- EXERCISE AIM:
Collect every line of the material below that contains the word "each", matching case exactly.

----- RECORD EXTRACTS -----

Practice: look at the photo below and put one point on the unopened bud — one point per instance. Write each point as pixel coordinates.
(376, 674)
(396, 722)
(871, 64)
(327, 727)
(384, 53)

-----
----- RECORD EXTRACTS -----

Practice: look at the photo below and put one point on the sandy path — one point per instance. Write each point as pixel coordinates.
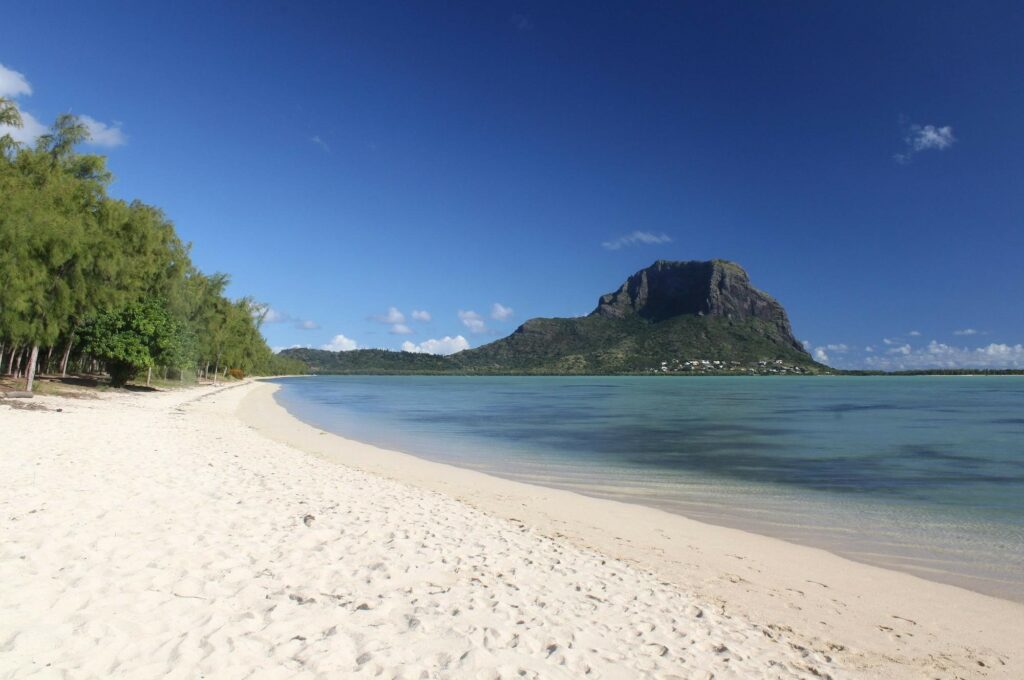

-----

- THE COMPLETED TASK:
Practice: look at the photo below and put one point on the unopened bud — one point per instance. Write each point as pixel coordinates.
Practice: look at the photo below and put one point on the sandy path — one point per instance. Write each point as pixel coordinates.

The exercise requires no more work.